• BRIEF 1
For the classical shadow post, decide whether each statement agrees with it, answering yes or no and quoting the deciding words: (a) the fidelity formula $Tr(\rho\hat{\rho})$ follows from the definition of fidelity; (b) $\hat{\rho}$ is the pure state; (c) the $O$ in $Tr(O\hat{\rho})$ is replaced with $\hat{\rho}$.
• BRIEF 2
Write the next part of the classical shadow post, picking up right after its last sentence.

• EXTRACT TO READ
===
Using classical shadow(or refer to this post for basic things about classical shadow), we can predict linear functions like $Tr(O\hat{\rho})$ with number of copies(referred paper): $$ 2\log(2M/\delta)*\frac{34}{\epsilon^2}||O-tr(O)/2^n||^2_{shadow}\tag{1} $$
If I want to measure the fidelity of quantum states, that is, if $\rho$ is pure state, and $\hat{\rho}$ is the actual state, and I want to predict the fidelity between $\rho$ and $\hat{\rho}$. The formula for this fidelity is $Tr(\rho\hat{\rho})$ which can easily be deduced from the definition of fidelity $F(\rho,\sigma)=Tr\sqrt{\rho^{1/2}\sigma\rho^{1/2}}$. And we can replace the $O$ in linear function $Tr(O\hat{\rho})$ with $\rho$, so we change the fidelity function into $Tr(\rho\hat{\rho})$, i.e., the quantum state fidelity.
===
Records of position annotations:

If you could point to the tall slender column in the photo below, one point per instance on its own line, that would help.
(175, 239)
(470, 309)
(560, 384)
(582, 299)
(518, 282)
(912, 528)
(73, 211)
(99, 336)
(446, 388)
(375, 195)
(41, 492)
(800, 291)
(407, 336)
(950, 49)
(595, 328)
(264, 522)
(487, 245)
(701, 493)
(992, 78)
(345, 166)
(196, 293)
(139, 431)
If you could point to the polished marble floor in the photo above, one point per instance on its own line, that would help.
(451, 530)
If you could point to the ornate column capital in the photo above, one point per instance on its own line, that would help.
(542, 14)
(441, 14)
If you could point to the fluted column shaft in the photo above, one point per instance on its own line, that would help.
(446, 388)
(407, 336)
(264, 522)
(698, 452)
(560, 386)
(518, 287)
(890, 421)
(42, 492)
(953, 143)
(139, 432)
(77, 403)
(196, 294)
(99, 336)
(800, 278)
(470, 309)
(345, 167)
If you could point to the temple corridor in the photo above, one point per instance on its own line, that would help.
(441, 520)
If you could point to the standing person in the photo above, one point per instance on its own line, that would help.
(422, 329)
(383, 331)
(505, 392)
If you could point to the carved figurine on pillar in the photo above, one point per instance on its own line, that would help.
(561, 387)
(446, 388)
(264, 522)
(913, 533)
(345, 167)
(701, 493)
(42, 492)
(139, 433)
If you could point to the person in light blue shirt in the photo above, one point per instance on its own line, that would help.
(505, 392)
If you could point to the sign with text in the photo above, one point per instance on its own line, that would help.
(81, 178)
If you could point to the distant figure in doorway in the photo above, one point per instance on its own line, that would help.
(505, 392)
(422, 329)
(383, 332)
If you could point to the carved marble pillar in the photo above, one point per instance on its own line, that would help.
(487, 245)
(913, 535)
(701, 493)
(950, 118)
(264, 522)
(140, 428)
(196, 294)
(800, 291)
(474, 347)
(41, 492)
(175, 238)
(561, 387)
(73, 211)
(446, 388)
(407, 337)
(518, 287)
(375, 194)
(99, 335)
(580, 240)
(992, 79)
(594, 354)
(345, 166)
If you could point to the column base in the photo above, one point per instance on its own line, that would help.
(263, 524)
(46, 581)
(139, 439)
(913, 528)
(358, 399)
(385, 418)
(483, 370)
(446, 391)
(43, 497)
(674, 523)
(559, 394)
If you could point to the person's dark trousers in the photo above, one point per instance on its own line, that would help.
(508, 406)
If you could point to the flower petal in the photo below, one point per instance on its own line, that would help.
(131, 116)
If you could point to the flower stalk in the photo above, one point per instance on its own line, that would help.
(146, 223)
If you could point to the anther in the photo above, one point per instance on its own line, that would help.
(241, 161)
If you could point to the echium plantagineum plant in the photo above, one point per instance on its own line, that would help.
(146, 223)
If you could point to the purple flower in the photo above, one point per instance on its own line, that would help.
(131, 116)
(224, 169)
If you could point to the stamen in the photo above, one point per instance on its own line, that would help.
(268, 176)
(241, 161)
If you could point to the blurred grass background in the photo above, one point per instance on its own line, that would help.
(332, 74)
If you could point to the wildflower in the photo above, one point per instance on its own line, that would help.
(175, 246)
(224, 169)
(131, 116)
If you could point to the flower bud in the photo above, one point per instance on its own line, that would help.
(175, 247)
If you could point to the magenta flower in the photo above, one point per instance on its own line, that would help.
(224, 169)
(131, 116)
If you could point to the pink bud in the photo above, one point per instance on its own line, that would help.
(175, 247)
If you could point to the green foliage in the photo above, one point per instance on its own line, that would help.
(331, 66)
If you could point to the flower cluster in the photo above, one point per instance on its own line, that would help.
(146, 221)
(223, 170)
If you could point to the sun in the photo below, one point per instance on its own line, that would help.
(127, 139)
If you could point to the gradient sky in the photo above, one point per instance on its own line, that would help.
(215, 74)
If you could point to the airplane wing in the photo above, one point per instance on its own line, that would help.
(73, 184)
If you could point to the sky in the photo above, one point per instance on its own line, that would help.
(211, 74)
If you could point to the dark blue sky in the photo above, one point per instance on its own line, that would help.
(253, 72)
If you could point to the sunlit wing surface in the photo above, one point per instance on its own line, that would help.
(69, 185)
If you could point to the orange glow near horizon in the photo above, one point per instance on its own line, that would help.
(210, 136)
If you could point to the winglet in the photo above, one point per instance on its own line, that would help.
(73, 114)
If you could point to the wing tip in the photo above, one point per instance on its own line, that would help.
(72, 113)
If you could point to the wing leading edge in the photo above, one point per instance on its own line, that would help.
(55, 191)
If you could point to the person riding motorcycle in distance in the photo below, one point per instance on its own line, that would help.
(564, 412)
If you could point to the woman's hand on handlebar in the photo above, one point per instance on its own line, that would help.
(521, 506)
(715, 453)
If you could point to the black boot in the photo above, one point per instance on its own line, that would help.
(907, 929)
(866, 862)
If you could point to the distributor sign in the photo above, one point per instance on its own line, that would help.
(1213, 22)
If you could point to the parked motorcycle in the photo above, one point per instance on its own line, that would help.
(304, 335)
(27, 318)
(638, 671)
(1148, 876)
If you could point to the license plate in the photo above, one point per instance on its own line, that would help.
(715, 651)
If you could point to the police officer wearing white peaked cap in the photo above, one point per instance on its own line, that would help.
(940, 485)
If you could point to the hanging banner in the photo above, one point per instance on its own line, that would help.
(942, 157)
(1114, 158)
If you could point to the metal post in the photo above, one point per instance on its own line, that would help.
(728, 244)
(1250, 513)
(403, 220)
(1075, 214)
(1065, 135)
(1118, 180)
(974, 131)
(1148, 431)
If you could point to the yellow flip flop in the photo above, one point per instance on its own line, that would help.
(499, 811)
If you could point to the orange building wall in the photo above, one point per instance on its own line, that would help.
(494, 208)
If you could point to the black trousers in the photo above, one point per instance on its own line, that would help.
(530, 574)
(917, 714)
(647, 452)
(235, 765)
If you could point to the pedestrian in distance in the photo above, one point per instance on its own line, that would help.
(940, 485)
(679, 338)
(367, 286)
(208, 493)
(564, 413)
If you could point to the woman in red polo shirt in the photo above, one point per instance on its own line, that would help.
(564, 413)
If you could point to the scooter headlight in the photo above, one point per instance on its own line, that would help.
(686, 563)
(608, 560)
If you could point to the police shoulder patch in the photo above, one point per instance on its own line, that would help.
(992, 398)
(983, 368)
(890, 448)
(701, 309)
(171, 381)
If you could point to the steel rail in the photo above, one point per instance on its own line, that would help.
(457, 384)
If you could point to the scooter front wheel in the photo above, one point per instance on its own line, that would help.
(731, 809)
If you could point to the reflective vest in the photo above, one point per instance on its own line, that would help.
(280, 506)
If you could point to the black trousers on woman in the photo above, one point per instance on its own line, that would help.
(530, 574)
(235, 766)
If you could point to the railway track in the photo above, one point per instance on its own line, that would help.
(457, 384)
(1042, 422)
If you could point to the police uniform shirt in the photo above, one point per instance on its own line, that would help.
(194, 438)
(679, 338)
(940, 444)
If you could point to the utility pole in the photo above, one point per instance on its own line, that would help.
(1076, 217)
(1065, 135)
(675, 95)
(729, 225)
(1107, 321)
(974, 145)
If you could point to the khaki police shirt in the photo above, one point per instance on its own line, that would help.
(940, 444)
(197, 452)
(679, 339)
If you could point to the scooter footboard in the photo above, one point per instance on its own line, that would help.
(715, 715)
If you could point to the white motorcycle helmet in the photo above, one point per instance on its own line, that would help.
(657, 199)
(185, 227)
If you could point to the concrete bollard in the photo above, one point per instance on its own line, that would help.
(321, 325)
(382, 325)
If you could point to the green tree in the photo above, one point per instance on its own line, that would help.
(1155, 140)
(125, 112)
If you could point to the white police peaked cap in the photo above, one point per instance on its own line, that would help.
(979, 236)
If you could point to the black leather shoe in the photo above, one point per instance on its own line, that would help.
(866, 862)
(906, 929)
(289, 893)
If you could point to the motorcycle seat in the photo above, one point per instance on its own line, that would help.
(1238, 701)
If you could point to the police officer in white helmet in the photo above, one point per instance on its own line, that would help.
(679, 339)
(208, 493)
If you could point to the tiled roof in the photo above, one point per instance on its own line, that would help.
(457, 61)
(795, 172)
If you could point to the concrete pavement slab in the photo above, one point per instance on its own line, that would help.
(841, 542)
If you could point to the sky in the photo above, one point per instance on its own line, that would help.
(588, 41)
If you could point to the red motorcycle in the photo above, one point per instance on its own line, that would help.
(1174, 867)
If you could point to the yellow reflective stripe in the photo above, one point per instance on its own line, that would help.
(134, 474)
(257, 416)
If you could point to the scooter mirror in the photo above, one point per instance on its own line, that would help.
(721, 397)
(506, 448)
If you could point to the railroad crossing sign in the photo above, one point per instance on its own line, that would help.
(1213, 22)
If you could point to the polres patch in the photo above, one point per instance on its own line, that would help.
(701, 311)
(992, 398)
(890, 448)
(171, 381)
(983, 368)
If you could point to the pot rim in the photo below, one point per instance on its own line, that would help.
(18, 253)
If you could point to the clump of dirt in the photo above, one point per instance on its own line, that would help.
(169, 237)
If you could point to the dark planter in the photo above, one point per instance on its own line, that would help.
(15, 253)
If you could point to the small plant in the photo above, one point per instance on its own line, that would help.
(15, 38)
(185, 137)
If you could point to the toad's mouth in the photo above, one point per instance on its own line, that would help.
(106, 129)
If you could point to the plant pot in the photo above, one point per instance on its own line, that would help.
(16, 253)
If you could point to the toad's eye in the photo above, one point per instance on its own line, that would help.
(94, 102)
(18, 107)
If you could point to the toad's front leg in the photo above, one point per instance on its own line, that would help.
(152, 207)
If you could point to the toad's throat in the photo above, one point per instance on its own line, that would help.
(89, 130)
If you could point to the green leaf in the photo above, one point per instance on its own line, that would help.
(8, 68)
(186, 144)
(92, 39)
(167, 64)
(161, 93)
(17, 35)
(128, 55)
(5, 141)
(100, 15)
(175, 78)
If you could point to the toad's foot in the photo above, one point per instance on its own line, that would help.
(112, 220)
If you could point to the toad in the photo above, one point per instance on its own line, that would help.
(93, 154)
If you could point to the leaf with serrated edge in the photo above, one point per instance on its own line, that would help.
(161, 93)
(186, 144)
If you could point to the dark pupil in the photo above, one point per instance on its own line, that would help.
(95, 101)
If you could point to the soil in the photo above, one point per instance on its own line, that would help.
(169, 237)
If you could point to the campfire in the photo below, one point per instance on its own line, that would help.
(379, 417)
===
• TASK ANSWER 1
(a) Yes: "which can easily be deduced from the definition of fidelity"
(b) No: "$\rho$ is pure state, and $\hat{\rho}$ is the actual state"
(c) No: "we can replace the $O$ in linear function $Tr(O\hat{\rho})$ with $\rho$"

• TASK ANSWER 2
And there is a result in this paper(referred paper), with eq. (S16) said that with some cased, we can realize $||O-tr(O)/2^n||^2_{shadow}\le3Tr(O)^2$, which should be $3Tr(\rho)^2=3$ in my case of predicting the fidelity. So now eq.(1) becomes: $$ 2\log(2M/\delta)*\frac{34}{\epsilon^2}*3 $$ which has nothing to do with the dimension of quantum states? It seems really strange to me, so do I make some mistakes?
References
Predicting Many Properties of a Quantum System from Very Few Measurements Eq.(S13)